Check your understanding:
a – According to the text on breast cancer and mammography below, how many women does the American Cancer Society predict will have died from breast cancer by the end of this year?
b – List every estimate that the text on breast cancer and mammography below attributes to the American Cancer Society.

Text for analysis:
Breast cancer is the most common cancer, other than skin cancers, among American women, and the American Cancer Society estimates that one in every eight women in the country — about 12 percent of American women — will develop breast cancer at some point in their lifetime.
ACS estimates that this year in the United States, about 232,340 new cases of invasive breast cancer will be diagnosed in women, and about 64,640 new cases of carcinoma in situ — the earliest, noninvasive form of breast cancer — will be diagnosed.
By the end of this year, about 39,620 women will have died from breast cancer, the organization predicts.
The key to successfully treating breast cancer is finding it early, said Blake Kretz, president of Texas Health Harris Methodist Hospital Cleburne. Early detection equals earlier, more effective treatment. That equals a better long-term prognosis for those fighting the disease.
That is why Texas Health Cleburne is working to break down the barriers keeping women from having mammograms, he said. Digital mammography services are available at the hospital. But now, working in collaboration with Texas Health Resources system hospitals in Fort Worth, Texas Health Cleburne also has the opportunity to bring mammography services out of the hospital and into the community.
Mobile mammography units have visited Cleburne twice already during the month of October.
“And we expect to bring it in a third time before the end of the year,” he said.
Kretz said the hospital will be working with churches and other civic groups to plan mobile mammography events.
Traditionally, a mammogram was an X-ray of breast tissue. Digital mammograms use digital receptors and computer programs instead of X-ray film to examine breast tissue for cancerous growths.
Digital mammography allows computer programs to check scans for abnormalities, giving doctors a better idea of whether such potential problems exist.

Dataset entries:
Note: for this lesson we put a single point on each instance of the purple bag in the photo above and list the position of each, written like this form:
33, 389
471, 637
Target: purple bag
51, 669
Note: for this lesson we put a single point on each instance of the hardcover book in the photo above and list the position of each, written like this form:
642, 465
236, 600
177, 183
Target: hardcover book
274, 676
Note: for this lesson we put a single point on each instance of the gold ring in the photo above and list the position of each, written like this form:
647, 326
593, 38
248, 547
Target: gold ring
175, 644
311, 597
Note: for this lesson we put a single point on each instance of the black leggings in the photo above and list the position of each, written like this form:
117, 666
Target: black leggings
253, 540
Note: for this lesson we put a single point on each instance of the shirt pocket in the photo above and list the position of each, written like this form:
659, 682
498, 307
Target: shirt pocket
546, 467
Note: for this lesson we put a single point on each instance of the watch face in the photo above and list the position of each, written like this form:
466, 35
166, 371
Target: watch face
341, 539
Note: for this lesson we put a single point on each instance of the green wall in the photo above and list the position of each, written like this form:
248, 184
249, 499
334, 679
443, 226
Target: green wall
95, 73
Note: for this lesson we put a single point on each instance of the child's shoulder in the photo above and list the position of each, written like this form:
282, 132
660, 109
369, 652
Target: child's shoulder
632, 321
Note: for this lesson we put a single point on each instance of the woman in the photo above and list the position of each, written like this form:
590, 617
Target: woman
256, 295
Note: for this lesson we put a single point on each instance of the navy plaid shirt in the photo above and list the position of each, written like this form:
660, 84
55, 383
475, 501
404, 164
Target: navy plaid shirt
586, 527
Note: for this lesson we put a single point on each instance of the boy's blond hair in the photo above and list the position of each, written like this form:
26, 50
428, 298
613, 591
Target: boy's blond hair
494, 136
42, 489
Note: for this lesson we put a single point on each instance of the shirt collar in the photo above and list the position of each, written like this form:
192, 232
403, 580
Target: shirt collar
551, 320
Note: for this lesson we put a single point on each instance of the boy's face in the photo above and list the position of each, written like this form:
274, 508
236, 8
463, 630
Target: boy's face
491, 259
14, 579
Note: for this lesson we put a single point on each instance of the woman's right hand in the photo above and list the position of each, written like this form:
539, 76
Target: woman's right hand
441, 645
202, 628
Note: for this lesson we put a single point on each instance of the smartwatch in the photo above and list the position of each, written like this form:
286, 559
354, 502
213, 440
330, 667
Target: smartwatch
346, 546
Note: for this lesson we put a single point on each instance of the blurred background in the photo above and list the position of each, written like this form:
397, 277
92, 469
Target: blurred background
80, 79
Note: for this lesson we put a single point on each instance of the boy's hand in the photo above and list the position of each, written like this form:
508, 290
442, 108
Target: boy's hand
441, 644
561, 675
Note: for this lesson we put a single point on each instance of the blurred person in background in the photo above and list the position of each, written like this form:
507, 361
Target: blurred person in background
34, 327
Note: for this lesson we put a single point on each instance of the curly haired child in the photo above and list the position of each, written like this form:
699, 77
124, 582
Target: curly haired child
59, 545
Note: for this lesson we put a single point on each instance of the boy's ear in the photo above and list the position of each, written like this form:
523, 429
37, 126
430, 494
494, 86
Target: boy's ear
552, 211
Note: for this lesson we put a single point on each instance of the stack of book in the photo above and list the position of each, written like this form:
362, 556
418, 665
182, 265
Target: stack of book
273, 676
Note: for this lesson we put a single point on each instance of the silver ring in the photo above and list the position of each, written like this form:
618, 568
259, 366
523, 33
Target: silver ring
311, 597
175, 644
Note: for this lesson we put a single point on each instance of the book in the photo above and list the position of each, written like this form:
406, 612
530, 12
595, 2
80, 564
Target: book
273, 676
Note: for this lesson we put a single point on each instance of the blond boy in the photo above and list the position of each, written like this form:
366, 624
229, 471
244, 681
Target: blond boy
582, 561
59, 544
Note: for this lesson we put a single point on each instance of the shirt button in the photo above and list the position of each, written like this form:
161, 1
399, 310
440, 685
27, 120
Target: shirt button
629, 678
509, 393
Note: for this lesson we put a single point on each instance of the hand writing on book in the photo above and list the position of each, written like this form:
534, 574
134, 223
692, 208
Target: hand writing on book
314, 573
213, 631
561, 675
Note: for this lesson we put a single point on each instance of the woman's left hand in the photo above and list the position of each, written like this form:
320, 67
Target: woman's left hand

Responses in order:
a – About 39,620 women.

b –
- One in every eight American women, about 12 percent, will develop breast cancer at some point in their lifetime.
- About 232,340 new cases of invasive breast cancer will be diagnosed in women in the United States this year.
- About 64,640 new cases of carcinoma in situ will be diagnosed this year.
- About 39,620 women will have died from breast cancer by the end of this year.